= 待办任务 =
能否把下列全部条目逐行输出为编号列表，并去掉其中的空行？

物体点位标注
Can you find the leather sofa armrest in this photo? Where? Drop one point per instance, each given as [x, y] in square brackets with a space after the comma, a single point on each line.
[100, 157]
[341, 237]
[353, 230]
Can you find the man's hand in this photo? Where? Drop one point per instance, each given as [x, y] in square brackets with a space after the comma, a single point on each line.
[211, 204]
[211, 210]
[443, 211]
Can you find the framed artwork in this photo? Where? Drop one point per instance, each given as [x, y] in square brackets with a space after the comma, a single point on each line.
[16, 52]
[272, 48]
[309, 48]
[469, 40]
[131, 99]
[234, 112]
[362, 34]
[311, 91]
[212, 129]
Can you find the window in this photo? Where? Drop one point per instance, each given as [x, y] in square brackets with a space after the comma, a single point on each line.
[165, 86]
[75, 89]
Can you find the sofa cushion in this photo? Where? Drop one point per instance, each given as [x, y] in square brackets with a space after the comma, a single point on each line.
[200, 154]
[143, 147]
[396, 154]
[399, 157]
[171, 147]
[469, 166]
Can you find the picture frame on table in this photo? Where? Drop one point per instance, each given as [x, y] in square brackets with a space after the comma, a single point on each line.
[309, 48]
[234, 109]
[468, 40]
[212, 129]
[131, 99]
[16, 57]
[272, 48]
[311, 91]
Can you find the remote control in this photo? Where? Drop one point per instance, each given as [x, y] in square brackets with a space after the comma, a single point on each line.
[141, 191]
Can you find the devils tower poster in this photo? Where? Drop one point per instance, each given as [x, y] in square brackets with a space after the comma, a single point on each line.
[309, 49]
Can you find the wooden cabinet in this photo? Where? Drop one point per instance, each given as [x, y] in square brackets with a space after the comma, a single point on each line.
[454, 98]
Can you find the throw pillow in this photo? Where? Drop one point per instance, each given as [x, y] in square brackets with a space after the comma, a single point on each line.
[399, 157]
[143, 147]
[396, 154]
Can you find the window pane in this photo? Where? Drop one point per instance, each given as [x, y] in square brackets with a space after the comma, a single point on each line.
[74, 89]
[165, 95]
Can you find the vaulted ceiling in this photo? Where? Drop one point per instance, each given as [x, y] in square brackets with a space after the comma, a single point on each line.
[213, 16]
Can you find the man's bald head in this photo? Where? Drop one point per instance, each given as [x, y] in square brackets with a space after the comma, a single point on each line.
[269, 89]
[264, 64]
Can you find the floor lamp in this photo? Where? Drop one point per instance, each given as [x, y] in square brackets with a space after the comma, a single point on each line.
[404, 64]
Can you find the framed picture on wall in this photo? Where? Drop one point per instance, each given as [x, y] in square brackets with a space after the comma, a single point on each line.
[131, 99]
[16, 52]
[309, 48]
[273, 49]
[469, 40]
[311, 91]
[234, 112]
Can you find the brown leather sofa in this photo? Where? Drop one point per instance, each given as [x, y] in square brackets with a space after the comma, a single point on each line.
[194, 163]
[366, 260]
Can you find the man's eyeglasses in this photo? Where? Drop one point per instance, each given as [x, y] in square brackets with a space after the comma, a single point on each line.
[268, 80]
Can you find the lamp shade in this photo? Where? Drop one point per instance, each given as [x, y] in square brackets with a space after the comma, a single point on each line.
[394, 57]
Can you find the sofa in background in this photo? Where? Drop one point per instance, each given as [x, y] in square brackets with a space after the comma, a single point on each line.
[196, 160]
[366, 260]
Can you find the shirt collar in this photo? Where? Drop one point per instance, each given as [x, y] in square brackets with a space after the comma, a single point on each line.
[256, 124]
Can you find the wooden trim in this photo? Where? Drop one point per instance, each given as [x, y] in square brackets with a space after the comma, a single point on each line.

= 参考答案 =
1. Can you find the leather sofa armrest in this photo? Where? Drop one point per instance, each given as [x, y] in square brackets with a space after the comma, a single point on each line.
2. [100, 157]
3. [341, 237]
4. [353, 230]
5. Can you find the man's hand in this photo? Where? Drop one point per instance, each given as [x, y] in square brackets with a space after the comma, a single point on each line.
6. [211, 204]
7. [211, 210]
8. [443, 211]
9. Can you find the framed artwork in this photo? Where? Drop one point per instance, each given as [x, y] in square brackets with a space after the comma, a single point on each line.
10. [16, 52]
11. [272, 48]
12. [309, 48]
13. [469, 40]
14. [131, 99]
15. [234, 112]
16. [362, 34]
17. [311, 91]
18. [212, 129]
19. Can you find the window in this photo? Where? Drop one point per instance, each given as [x, y] in square brackets with a space after the comma, a single point on each line.
20. [165, 86]
21. [75, 89]
22. Can you find the sofa cushion in this photo? Where? Drop one point per instance, each given as [x, y] in square brackets with a space after the comma, a single point on each line.
23. [200, 154]
24. [143, 147]
25. [396, 154]
26. [399, 157]
27. [171, 147]
28. [469, 166]
29. Can you find the picture frame on table in this photo? Where? Drop one point per instance, each given as [x, y] in square brackets with a space after the comma, a single point on each line.
30. [309, 48]
31. [234, 109]
32. [468, 40]
33. [212, 129]
34. [131, 99]
35. [16, 57]
36. [272, 48]
37. [311, 91]
38. Can you find the remote control in this photo? Where? Drop one point per instance, each given as [x, y] in square brackets with a space after the comma, a single point on each line.
39. [141, 191]
40. Can you find the devils tower poster in this photo? Where? Drop one point per instance, each given as [x, y] in square brackets with a space after the comma, a single point on each line.
41. [309, 49]
42. Can you find the wooden cabinet in this photo? Where? Drop one point per instance, each given as [x, y] in square brackets with a space after the comma, a single point on each line.
43. [454, 98]
44. Can you find the throw pillow in this photo? Where? Drop one point per instance, each given as [x, y] in square brackets with a space after the comma, a single point on each line.
45. [399, 157]
46. [143, 147]
47. [396, 154]
48. Can you find the window pane in this photo? Where? Drop one point per instance, each given as [x, y] in square brackets with a space after the comma, a single point on each line.
49. [74, 89]
50. [165, 95]
51. Can you find the vaulted ceiling in this photo? Where? Drop one point per instance, each given as [x, y] in square brackets with a space after the comma, a single point on each line.
52. [213, 16]
53. Can you find the man's bald head in this photo? Where? Drop one point per instance, each given as [x, y] in square brackets with a space after the comma, a single point on each line.
54. [269, 89]
55. [264, 64]
56. Can you find the floor lamp in this photo? Where? Drop one point per instance, each given as [x, y] in square brackets with a space after the comma, a single point on each line.
57. [404, 64]
58. Can you find the framed picture on wall in this photo? Where? Drop one point per instance, each given as [x, y] in square brackets with a space after the comma, a single point on each line.
59. [131, 99]
60. [16, 52]
61. [309, 48]
62. [273, 49]
63. [469, 40]
64. [311, 91]
65. [234, 112]
66. Can you find the brown leather sofa in this photo? Where? Drop one point per instance, each given as [x, y] in square brackets with a space after the comma, a single point on each line.
67. [194, 163]
68. [366, 260]
69. Can you find the man's eyeglasses in this photo? Where? Drop one point per instance, each given as [x, y] in square brackets with a space after the comma, a single point on each line.
70. [268, 80]
71. Can you find the lamp shade in this photo? Where? Drop one point per instance, each given as [x, y] in square brackets with a space after the comma, a single point on each line.
72. [394, 57]
73. Can you find the sofa in background in this photo? Where? Drop one point per instance, each given as [x, y] in square brackets with a space after the comma, a single point on each line.
74. [196, 160]
75. [366, 260]
76. Can you find the shirt collar in this photo? Where? Drop one point per instance, each given as [x, y] in square brackets with a space after the comma, a single point on each line.
77. [256, 124]
78. Can you find the wooden trim in this photo? Where? Drop one point per instance, each given as [x, y] in square brackets with a space after the comma, a single point on each line.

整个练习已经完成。